The (Much) Longer Version

All of this happens under Bodhi Linux. I tend to use the MATE desktop environment and Tilda terminal emulator, though that's not really relevant. Really, with some minimal modification, this should work on more or less any POSIX operating system.

I save all of my course-related emails, sent and written, for a quarter in a specific folder in Mozilla Thunderbird, my email client. I sorted the folder by sender and exported the 460 messages that I wrote using the ImportExportTools extension for Thunderbird. I saved all of the website documents as plain text with Firefox in the same folder, copied and pasted the Twitter stream into a text file that got saved in folder, and exported the document in which I wrote summary comments as plain text (yes, into the same folder). Then I concatenated all of them using the standard POSIX cat command to produce a the first draft of the textual corpus.

Then there was a long and boring period of searching and replacing to eliminate URLs, student names, smart quotes, carriage returns, double spaces, etc. etc. etc. Really, it's a pretty tedious process. Searching, replacing, and other editing were largely done with Bluefish, which is a pretty good text editor that supports searching for regular expressions and understands POSIX backslash sequences. I installed DadaDodo (sudo apt-get install dadadodo under Bodhi Linux, because it's an Ubuntu derivative).

I moved the corpus (150.txt, because the course for which I did the work was English 150) into a folder, created a symbolic link with a short name (/150) on the root level of my drive to save myself some typing, and moved to /150 in my terminal. Once that was done, I compiled the textual corpus into a useful statistical set with:

dadadodo -w 10000 -o chains.dat -c 1 150.txt

After that, it was a matter of writing and testing a script that generates chunks of text that are within acceptable length parameters and sends them to Twitter. I signed up for a new Twitter account for the purpose and edited the profile to point back here. It used to be easily possible to post to Twitter from a terminal (emulator) using programs like cURL (here's how you used to be able to do it), but Twitter stopped allowing basic authentication and requiring OAuth with API version 1.1, so it's now a pain in the ass to update Twitter from a script necessary to use a more full-featured terminal-based client. Doing a bit of research led me to choose TTYtter, more because of its ease of use than for its amusing name.

──────────

[Set task 1]
Answer these questions using the article:
(a) How many messages were exported from the Thunderbird folder?
(b) Which text editor was used for most of the searching and replacing?
(c) Which terminal-based client was chosen for posting to Twitter?

[Material provided]
──────────

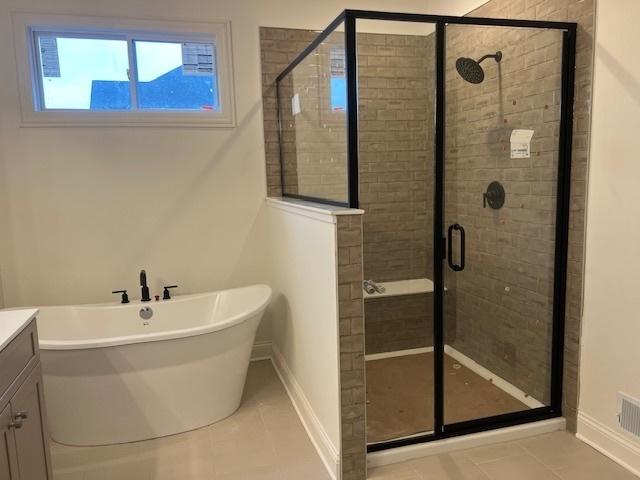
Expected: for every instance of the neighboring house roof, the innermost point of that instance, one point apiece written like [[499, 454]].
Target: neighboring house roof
[[171, 90]]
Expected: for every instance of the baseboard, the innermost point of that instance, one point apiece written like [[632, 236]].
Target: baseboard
[[611, 443], [499, 382], [411, 452], [327, 451], [261, 351]]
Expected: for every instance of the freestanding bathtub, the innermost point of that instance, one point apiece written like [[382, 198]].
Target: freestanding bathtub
[[112, 377]]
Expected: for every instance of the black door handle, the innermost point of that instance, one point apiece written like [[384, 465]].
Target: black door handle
[[453, 266]]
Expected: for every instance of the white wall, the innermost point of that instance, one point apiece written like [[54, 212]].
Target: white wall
[[610, 358], [305, 318]]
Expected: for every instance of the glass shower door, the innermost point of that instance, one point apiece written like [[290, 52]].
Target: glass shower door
[[502, 128]]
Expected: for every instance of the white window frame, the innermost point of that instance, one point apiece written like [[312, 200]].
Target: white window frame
[[27, 26]]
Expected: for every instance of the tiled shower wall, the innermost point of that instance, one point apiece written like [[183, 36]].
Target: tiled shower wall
[[396, 162], [396, 155]]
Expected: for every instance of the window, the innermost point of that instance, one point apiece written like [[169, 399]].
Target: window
[[141, 75]]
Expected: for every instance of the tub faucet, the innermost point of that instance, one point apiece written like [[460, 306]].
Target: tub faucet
[[145, 288]]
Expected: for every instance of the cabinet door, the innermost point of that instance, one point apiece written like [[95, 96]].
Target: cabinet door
[[8, 467], [32, 443]]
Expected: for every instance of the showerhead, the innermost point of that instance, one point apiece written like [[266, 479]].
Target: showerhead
[[471, 71]]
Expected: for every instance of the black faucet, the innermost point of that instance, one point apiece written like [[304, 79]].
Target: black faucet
[[145, 288]]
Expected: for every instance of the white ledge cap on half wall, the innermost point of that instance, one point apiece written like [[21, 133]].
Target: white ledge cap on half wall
[[311, 208]]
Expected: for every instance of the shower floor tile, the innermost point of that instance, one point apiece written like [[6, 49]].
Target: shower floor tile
[[264, 439], [400, 396]]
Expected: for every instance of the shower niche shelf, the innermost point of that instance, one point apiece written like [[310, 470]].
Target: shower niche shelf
[[402, 287]]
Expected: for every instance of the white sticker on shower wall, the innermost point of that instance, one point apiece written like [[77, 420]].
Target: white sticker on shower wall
[[521, 143], [295, 104]]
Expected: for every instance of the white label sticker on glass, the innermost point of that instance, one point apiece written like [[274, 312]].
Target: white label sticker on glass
[[521, 143], [49, 57], [198, 59]]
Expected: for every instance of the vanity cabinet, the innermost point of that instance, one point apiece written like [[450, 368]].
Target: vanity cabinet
[[24, 443]]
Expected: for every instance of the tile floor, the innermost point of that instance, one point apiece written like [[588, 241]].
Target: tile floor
[[554, 456], [398, 408], [263, 440]]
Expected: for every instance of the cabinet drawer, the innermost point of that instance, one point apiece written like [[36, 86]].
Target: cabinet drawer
[[16, 356]]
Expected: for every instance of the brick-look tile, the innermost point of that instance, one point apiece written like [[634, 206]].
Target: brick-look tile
[[352, 366]]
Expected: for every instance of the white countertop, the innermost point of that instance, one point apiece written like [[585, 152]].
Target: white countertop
[[12, 322]]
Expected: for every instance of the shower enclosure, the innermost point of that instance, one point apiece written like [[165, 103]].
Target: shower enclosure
[[453, 134]]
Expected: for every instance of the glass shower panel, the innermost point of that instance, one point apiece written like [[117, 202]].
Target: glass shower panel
[[396, 103], [313, 124], [502, 94]]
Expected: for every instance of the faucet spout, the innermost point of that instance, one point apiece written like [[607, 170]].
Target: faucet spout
[[145, 288]]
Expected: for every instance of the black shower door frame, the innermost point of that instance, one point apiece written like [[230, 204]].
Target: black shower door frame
[[569, 30]]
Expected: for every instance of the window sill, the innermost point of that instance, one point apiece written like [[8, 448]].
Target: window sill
[[121, 119]]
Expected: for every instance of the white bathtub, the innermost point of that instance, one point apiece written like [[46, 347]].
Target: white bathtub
[[112, 377]]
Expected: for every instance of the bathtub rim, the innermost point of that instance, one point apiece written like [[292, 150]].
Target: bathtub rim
[[264, 295]]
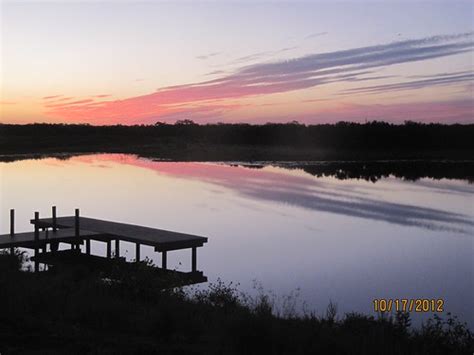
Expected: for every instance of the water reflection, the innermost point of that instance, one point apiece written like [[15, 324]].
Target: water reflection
[[345, 240], [306, 192]]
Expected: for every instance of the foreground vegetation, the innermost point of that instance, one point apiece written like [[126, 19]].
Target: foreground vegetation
[[80, 311], [292, 141]]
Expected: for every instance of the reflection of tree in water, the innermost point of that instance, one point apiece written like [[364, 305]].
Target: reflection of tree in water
[[407, 170]]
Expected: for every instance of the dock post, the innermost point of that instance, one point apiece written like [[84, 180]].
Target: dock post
[[194, 259], [163, 260], [36, 226], [12, 228], [76, 228], [137, 252], [36, 260], [12, 222], [55, 221]]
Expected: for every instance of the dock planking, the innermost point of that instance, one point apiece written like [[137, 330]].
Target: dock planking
[[75, 230], [27, 239], [162, 240]]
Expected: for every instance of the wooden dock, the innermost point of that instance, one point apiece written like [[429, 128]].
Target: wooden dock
[[77, 230]]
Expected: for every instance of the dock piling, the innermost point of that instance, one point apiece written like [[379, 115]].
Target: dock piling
[[88, 246], [77, 222], [12, 222], [12, 228], [163, 260], [36, 226], [137, 252], [194, 259], [55, 221]]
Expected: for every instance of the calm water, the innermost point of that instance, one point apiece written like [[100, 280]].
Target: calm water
[[348, 241]]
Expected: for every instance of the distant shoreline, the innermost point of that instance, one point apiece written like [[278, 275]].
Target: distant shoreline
[[242, 142]]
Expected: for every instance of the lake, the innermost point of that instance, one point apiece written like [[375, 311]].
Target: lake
[[325, 238]]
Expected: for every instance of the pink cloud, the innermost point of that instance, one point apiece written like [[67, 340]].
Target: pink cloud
[[51, 97], [269, 78]]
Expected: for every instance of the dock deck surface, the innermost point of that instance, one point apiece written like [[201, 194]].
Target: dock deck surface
[[161, 239], [27, 239]]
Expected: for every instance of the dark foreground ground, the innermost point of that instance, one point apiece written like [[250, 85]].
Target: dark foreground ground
[[128, 312], [186, 141]]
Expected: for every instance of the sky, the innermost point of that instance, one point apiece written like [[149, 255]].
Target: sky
[[124, 62]]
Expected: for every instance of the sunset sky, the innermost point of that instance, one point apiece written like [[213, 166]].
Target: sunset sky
[[315, 61]]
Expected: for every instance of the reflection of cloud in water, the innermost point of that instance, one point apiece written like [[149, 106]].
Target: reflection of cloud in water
[[308, 192]]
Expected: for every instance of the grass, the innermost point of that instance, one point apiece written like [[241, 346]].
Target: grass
[[76, 311]]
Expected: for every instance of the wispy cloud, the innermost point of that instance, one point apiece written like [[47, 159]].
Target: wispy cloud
[[51, 97], [317, 34], [276, 77], [207, 56], [435, 80]]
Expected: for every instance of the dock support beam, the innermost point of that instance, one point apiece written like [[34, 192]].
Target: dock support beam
[[12, 222], [36, 226], [194, 259], [55, 221], [117, 248], [76, 223], [76, 229], [137, 252], [109, 249], [12, 228], [163, 260]]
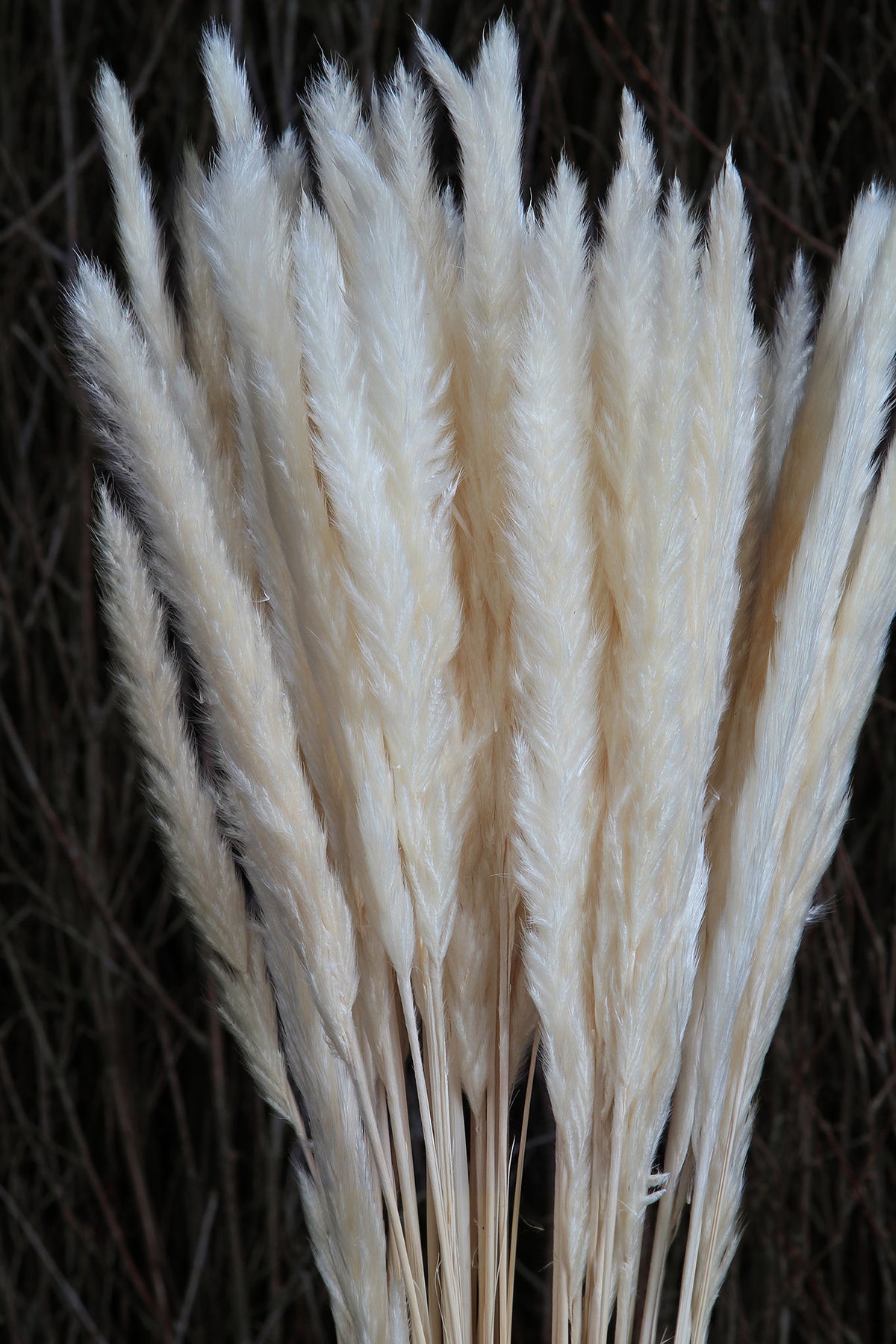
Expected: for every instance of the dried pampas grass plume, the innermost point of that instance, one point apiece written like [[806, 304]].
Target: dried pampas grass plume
[[497, 615]]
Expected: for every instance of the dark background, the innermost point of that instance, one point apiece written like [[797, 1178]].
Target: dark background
[[144, 1189]]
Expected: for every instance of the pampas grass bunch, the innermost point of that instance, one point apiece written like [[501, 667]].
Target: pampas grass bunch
[[497, 612]]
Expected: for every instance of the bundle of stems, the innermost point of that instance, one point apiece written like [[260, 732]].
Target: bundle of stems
[[497, 612]]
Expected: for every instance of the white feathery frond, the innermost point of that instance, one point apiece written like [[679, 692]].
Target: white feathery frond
[[206, 877], [555, 659], [273, 811]]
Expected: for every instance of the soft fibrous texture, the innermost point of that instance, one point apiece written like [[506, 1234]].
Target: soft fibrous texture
[[497, 615]]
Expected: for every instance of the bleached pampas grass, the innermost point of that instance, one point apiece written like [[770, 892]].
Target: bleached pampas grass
[[497, 613]]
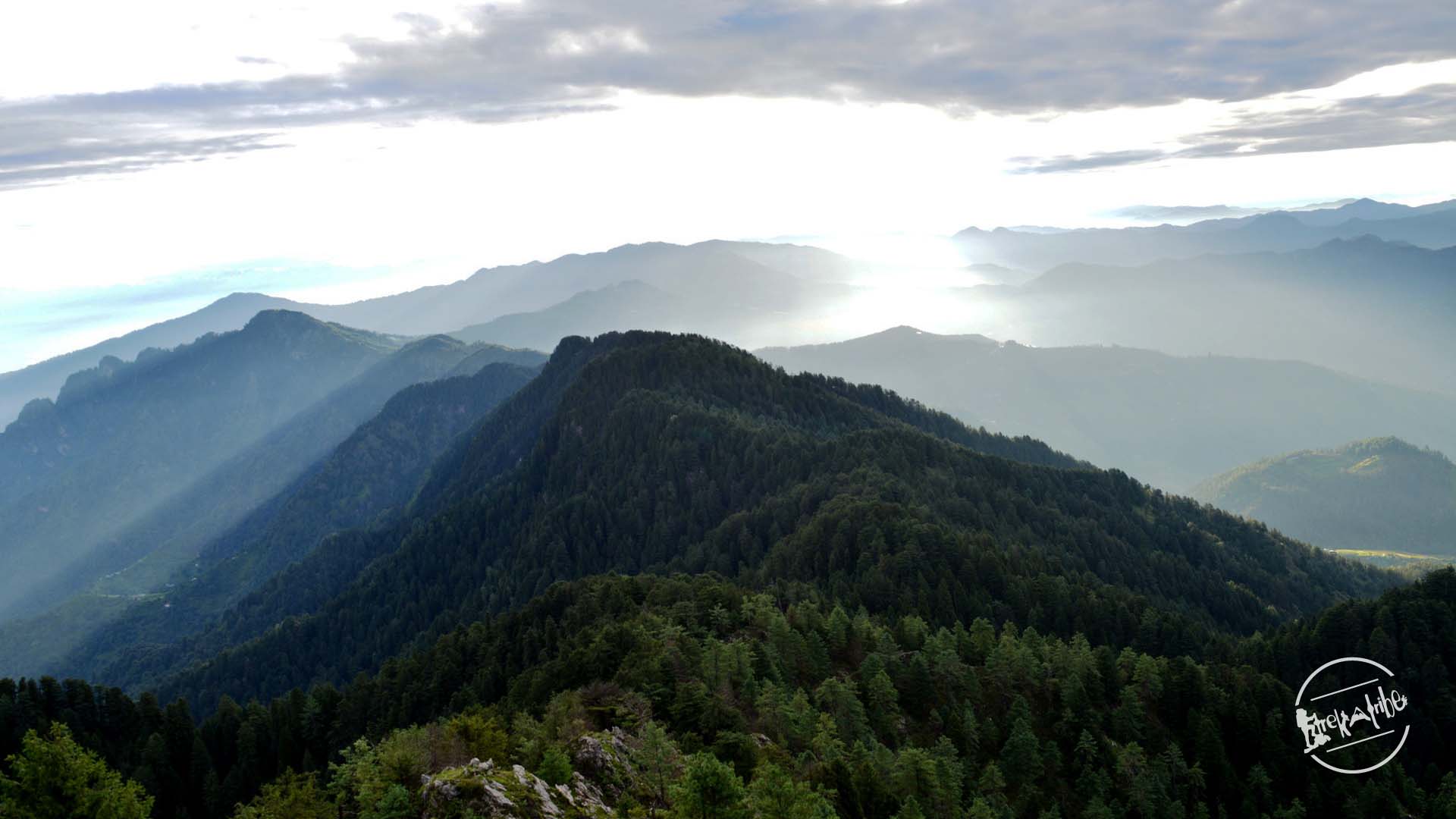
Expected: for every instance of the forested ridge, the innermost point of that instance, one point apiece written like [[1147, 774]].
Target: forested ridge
[[369, 479], [711, 588]]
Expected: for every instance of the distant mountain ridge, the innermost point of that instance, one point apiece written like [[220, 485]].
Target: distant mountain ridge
[[1378, 494], [124, 438], [289, 541], [482, 297], [1335, 305], [1427, 226], [1163, 419], [648, 452]]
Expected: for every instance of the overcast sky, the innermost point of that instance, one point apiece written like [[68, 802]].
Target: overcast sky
[[158, 153]]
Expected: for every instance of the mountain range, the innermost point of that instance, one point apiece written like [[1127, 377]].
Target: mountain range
[[1370, 496], [386, 560], [136, 466], [661, 541], [1337, 305], [1427, 226], [747, 275], [1163, 419]]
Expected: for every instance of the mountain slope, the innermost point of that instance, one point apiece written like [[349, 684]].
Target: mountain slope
[[1379, 494], [1376, 309], [142, 558], [677, 453], [1432, 226], [367, 480], [123, 439], [1163, 419], [46, 378], [737, 270]]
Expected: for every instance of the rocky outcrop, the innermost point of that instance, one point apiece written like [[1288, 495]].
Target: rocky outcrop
[[509, 793]]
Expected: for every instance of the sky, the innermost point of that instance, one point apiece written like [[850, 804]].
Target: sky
[[158, 155]]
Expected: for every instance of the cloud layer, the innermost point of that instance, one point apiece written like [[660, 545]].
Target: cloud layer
[[549, 57]]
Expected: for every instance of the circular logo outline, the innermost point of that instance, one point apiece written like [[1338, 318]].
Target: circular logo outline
[[1301, 697]]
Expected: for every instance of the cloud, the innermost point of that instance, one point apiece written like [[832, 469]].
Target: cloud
[[552, 57], [1424, 115], [30, 167]]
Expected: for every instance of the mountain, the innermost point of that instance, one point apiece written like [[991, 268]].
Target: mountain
[[1163, 419], [123, 439], [1427, 226], [46, 378], [750, 267], [712, 289], [1378, 494], [1376, 309], [364, 482], [648, 452], [666, 573]]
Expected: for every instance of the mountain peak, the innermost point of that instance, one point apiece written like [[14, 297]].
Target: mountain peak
[[280, 318]]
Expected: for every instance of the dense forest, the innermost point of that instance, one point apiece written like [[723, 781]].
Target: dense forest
[[1367, 496], [667, 579]]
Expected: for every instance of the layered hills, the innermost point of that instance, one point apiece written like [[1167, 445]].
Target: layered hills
[[1166, 420], [1370, 496], [663, 569]]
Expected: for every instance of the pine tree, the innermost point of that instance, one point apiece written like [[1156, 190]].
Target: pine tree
[[57, 779]]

──────────

[Set task 2]
Please copy the lines of the records from the line with "Expected: for every instance of the baseboard, the" up to and including the line with "[[611, 443], [499, 382], [411, 452], [327, 451], [261, 351]]".

[Correct answer 1]
(a) 460
(b) Bluefish
(c) TTYtter

[Correct answer 2]
Expected: for every instance of the baseboard, the innermost point of that instance, one point apiece written like [[632, 236]].
Target: baseboard
[[611, 443], [499, 382], [411, 452], [327, 451], [261, 351]]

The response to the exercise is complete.